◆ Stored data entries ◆
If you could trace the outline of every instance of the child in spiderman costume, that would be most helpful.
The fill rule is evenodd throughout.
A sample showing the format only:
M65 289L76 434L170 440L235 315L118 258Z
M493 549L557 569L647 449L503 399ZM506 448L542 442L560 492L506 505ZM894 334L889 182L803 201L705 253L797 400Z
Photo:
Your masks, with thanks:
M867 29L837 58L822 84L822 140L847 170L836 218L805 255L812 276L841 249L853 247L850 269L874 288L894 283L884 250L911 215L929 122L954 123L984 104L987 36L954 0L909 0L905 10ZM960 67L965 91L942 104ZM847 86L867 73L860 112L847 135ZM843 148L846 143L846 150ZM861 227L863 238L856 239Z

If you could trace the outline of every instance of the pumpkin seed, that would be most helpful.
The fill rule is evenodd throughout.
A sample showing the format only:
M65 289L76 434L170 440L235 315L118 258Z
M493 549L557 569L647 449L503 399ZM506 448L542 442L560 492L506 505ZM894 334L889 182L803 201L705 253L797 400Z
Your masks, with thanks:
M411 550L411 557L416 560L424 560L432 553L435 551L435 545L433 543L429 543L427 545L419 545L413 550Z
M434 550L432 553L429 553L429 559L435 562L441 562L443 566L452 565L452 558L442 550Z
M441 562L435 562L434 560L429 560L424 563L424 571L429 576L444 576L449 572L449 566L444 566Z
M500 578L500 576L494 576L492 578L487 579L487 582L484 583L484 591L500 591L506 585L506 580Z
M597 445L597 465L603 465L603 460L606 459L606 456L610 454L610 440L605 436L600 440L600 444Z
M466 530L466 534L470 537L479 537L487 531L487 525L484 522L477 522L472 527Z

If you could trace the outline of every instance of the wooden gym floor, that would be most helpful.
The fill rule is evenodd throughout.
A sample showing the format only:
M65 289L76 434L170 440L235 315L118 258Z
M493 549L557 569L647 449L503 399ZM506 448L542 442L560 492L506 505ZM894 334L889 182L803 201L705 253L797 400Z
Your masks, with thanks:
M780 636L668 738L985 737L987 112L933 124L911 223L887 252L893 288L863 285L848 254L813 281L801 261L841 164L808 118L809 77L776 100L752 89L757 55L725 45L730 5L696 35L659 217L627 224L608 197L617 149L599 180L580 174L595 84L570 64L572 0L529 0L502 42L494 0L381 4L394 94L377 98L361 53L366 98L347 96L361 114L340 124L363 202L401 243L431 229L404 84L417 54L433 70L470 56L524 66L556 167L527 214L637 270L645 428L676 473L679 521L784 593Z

◆ Task statement ◆
Rewrite each entry above, swapping "with thanks" for "as requested" wherever it occurs and leaving every other word and line unchanged.

◆ Solved problem ◆
If you could trace the outline of every instance of the child in spiderman costume, that would be most helpful.
The fill rule is evenodd throughout.
A sample showing the format only:
M65 289L76 434L170 440L235 315L118 258Z
M493 549L557 569L647 449L503 399ZM506 448L542 442L560 492L506 505ZM894 334L889 182L803 201L705 253L797 400Z
Photo:
Your masks, as requested:
M867 29L837 58L822 84L822 140L847 170L836 218L805 255L812 276L841 249L853 247L850 269L874 288L894 283L884 250L911 215L929 122L954 123L984 104L987 36L954 0L909 0L905 10ZM960 67L965 91L942 104ZM847 86L867 73L860 112L847 135ZM843 148L846 143L846 150ZM861 227L863 238L856 239Z

If you could trace the outline of every instance of the pumpkin seed, that would be most helpful.
The fill rule is evenodd throughout.
A sample showing the format only:
M65 289L76 434L170 440L235 315L118 258Z
M493 549L557 569L647 449L503 399ZM506 448L542 442L560 492L506 505ZM894 334L889 182L803 201L705 253L797 400Z
Your masks, as requested:
M411 550L411 557L416 560L424 560L432 553L435 551L435 545L433 543L429 543L427 545L419 545L413 550Z
M434 550L432 553L429 553L429 559L435 562L441 562L443 566L452 565L452 558L442 550Z
M441 562L435 562L434 560L429 560L424 563L424 571L429 576L444 576L449 572L449 566L444 566Z
M500 578L500 576L494 576L492 578L487 579L487 582L484 583L484 591L500 591L506 585L506 580Z
M597 445L597 465L603 465L603 460L606 459L606 456L610 454L610 440L605 436L600 440L600 444Z
M466 530L466 534L470 537L479 537L487 531L487 525L484 522L477 522L472 527Z

If you could trace the outline of every instance of the wooden gym floor, that would be most helpful.
The fill rule is evenodd throughout.
A sample showing the format only:
M65 289L76 434L170 440L235 315L118 258Z
M493 549L557 569L647 449L503 399ZM506 448L542 442L560 492L506 505ZM894 334L889 182L803 201L705 253L797 400Z
Your masks, as requested:
M780 636L668 738L985 737L987 112L933 124L911 223L887 252L893 288L863 285L848 254L813 281L801 261L841 164L808 118L809 77L776 100L752 89L757 55L725 45L730 5L696 35L659 217L627 224L608 197L617 149L599 180L580 174L595 84L570 64L572 0L529 0L502 42L494 0L381 4L394 94L377 98L361 53L366 98L347 96L361 114L340 124L363 202L401 243L431 229L404 84L417 54L433 70L470 56L524 66L556 167L527 214L637 270L645 428L676 473L679 521L784 593Z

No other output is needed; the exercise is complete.